> [BRIEF]:
Return the data given below exactly as it appears.

(Collection entries)
-------------------------
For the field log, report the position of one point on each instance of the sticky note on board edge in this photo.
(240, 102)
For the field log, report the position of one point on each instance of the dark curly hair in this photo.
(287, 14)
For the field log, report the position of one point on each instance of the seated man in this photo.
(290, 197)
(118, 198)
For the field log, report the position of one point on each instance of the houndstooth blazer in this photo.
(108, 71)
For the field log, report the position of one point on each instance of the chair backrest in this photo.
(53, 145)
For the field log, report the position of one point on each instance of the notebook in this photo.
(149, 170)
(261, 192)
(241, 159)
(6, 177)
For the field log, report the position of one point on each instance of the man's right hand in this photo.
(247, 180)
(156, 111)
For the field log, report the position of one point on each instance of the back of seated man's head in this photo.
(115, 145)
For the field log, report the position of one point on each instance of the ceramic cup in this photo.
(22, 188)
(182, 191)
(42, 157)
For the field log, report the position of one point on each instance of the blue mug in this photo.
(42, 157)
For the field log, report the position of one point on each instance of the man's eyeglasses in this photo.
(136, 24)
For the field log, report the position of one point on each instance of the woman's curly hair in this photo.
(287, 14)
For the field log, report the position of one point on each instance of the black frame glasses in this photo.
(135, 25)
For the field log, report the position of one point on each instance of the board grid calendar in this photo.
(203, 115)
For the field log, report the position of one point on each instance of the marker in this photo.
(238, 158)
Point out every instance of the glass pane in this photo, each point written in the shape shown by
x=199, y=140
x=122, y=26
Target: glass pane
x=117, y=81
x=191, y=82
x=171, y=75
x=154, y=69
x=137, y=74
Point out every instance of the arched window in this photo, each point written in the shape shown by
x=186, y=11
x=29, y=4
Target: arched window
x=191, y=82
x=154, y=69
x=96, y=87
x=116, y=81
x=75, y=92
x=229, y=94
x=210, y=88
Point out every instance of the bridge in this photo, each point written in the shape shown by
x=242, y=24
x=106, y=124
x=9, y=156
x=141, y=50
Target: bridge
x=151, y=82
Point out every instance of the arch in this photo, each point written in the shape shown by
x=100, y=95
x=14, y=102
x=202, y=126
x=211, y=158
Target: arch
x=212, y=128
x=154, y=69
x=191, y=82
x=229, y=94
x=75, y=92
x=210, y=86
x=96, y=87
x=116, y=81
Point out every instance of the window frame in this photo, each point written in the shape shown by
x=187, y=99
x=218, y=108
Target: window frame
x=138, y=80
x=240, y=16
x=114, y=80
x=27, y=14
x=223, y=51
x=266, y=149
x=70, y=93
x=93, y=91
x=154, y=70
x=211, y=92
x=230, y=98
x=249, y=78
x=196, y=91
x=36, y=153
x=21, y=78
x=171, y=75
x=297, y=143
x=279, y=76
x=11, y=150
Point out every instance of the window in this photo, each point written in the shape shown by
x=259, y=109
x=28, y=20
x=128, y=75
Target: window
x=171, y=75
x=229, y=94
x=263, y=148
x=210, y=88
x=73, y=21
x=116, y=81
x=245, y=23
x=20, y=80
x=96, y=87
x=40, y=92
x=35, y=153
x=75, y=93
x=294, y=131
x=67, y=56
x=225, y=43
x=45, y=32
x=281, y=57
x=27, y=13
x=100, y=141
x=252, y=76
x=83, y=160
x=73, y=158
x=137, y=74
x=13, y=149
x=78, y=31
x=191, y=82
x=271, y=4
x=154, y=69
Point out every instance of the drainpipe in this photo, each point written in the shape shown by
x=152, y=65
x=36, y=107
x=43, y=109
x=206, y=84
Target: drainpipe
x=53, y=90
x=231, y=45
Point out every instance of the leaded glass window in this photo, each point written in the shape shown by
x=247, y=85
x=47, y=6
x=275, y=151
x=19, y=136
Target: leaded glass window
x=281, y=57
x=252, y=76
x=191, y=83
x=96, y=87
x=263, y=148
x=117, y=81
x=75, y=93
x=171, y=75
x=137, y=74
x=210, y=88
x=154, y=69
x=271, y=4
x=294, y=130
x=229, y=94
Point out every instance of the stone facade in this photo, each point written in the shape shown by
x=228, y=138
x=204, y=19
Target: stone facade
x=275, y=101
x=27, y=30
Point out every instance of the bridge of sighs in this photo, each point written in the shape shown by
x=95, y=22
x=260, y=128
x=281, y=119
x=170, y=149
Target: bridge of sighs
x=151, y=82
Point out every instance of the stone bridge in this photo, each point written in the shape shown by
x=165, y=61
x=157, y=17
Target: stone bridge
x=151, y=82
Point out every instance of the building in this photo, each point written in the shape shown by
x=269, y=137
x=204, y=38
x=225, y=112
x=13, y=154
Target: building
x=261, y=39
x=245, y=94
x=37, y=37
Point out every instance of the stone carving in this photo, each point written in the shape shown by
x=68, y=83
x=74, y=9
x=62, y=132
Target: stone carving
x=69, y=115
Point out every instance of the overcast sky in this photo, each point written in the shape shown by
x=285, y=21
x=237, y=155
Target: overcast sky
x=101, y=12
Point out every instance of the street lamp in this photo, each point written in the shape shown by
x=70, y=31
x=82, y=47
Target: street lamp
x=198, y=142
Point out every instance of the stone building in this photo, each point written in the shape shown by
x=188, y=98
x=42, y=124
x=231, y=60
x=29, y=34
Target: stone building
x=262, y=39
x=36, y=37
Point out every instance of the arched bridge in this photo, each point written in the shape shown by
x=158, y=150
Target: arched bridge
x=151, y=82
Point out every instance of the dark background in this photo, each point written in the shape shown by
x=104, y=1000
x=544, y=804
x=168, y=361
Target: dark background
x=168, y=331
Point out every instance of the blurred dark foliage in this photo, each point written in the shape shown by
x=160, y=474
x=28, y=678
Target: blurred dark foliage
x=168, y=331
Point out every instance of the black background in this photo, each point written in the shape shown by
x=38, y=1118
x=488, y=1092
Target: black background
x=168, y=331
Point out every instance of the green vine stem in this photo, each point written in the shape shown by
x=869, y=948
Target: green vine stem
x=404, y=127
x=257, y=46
-------------------------
> [ANSWER BELOW]:
For the field log, report the position of one point on each instance of the sticky note on board edge in this photo.
(240, 102)
For the field log, report the position of one point on each instance of the dark curly hair in this photo.
(287, 14)
For the field log, report the position of one point on each instance of the seated man in this photo.
(290, 197)
(118, 198)
For the field log, report the position of one point on each instance of the houndstooth blazer in this photo.
(108, 71)
For the field log, report the position of one point on each instance of the chair backrest in this photo.
(53, 145)
For the field log, report the position of one point on each instance of the notebook in this photo.
(149, 170)
(261, 192)
(241, 159)
(6, 177)
For the field log, report the position of one point on each instance of the man's right hand in this photo.
(247, 180)
(156, 111)
For the field log, report the position of one point on each instance of the back of seated man's head in this photo.
(115, 145)
For the field log, report the position of one point on each instance of the ceramic cup in this photo.
(22, 188)
(182, 191)
(42, 157)
For the field log, report the position of one point on each instance of the blue mug in this photo.
(42, 157)
For the field log, report the position of one point on each instance of the man's eyeglasses in this photo.
(136, 24)
For the field log, report the position of one point on each instance of the woman's curly hair in this photo.
(287, 14)
For the field log, report the position of one point on each instance of the black frame glasses in this photo.
(135, 25)
For the field log, report the position of one point on each instance of the board grid calendar in this photo.
(203, 115)
For the field log, report the position of one point on each instance of the marker in this photo.
(238, 158)
Point out every instance of the glass pane in this photo, each point written in the shape shown by
x=199, y=140
x=122, y=26
Target: glass pane
x=117, y=81
x=191, y=82
x=171, y=75
x=154, y=69
x=137, y=74
Point out every instance of the arched window in this photo, each point written in the shape shown by
x=186, y=11
x=29, y=4
Target: arched window
x=191, y=82
x=154, y=69
x=96, y=87
x=116, y=81
x=75, y=92
x=229, y=94
x=210, y=88
Point out every instance of the bridge in this photo, each point written in the shape shown by
x=242, y=24
x=106, y=124
x=9, y=156
x=141, y=50
Target: bridge
x=151, y=82
Point out every instance of the arch in this photo, each point written in the shape shown by
x=100, y=95
x=14, y=102
x=202, y=126
x=211, y=158
Target: arch
x=212, y=128
x=154, y=69
x=191, y=82
x=229, y=94
x=75, y=92
x=210, y=86
x=96, y=87
x=116, y=81
Point out every instance of the window frame in this photo, each point written in the shape shown by
x=187, y=99
x=218, y=108
Target: window frame
x=138, y=80
x=240, y=16
x=114, y=80
x=27, y=14
x=223, y=51
x=266, y=149
x=70, y=93
x=93, y=91
x=154, y=70
x=211, y=92
x=230, y=98
x=249, y=78
x=196, y=91
x=36, y=153
x=21, y=78
x=171, y=75
x=297, y=143
x=279, y=76
x=11, y=150
Point out every instance of the window in this photo, each point written in the shape shown by
x=259, y=109
x=28, y=20
x=128, y=75
Target: window
x=171, y=75
x=229, y=94
x=263, y=148
x=210, y=88
x=73, y=21
x=116, y=81
x=245, y=23
x=20, y=80
x=96, y=87
x=40, y=92
x=35, y=153
x=75, y=93
x=294, y=131
x=67, y=56
x=225, y=43
x=45, y=32
x=281, y=57
x=27, y=13
x=100, y=141
x=252, y=76
x=83, y=160
x=73, y=158
x=137, y=74
x=13, y=149
x=78, y=31
x=191, y=82
x=271, y=4
x=154, y=69
Point out every instance of the drainpipe in this photo, each point written in the shape shown by
x=152, y=65
x=36, y=107
x=43, y=109
x=206, y=84
Target: drainpipe
x=53, y=90
x=231, y=45
Point out every instance of the leaded glass window in this photo, each point written in the shape shown by
x=247, y=85
x=47, y=6
x=275, y=151
x=19, y=136
Target: leaded glass window
x=281, y=57
x=252, y=76
x=191, y=83
x=96, y=87
x=263, y=148
x=117, y=81
x=75, y=93
x=171, y=75
x=137, y=74
x=210, y=88
x=154, y=69
x=271, y=4
x=294, y=130
x=229, y=94
Point out every instance of the stone facade in this photo, each point written in the shape shown by
x=228, y=138
x=204, y=19
Target: stone facade
x=275, y=101
x=27, y=30
Point out every instance of the bridge of sighs in this photo, each point written in the shape shown by
x=95, y=22
x=260, y=128
x=281, y=119
x=170, y=149
Target: bridge of sighs
x=151, y=82
Point out every instance of the stone bridge in this photo, each point written in the shape shown by
x=165, y=61
x=157, y=17
Target: stone bridge
x=151, y=82
Point out every instance of the building in this photo, each point written in the shape shown by
x=269, y=137
x=204, y=38
x=225, y=112
x=13, y=154
Target: building
x=261, y=39
x=245, y=94
x=37, y=37
Point out every instance of the stone carving in this photo, each point written in the shape shown by
x=68, y=83
x=74, y=9
x=62, y=132
Target: stone carving
x=69, y=115
Point out every instance of the overcast sky in this photo, each point written in the shape shown by
x=285, y=21
x=237, y=155
Target: overcast sky
x=101, y=12
Point out every instance of the street lamp in this photo, each point written in the shape shown by
x=70, y=31
x=82, y=47
Target: street lamp
x=198, y=142
Point out every instance of the stone building in this photo, each point written in the shape shown by
x=188, y=98
x=42, y=124
x=231, y=60
x=29, y=34
Target: stone building
x=262, y=39
x=36, y=37
Point out every instance of the arched bridge in this photo, each point written in the shape shown by
x=158, y=150
Target: arched bridge
x=151, y=82
Point out every instance of the dark background in this photo, each point written in the shape shown by
x=104, y=1000
x=544, y=804
x=168, y=361
Target: dark background
x=168, y=331
Point out every instance of the blurred dark foliage in this photo, each point written in the shape shown by
x=160, y=474
x=28, y=678
Target: blurred dark foliage
x=168, y=331
Point out every instance of the black background in this photo, each point written in the shape shown by
x=38, y=1118
x=488, y=1092
Target: black background
x=168, y=331
Point out every instance of the green vine stem in this photo, each point written in the shape shown by
x=869, y=948
Target: green vine stem
x=404, y=127
x=257, y=46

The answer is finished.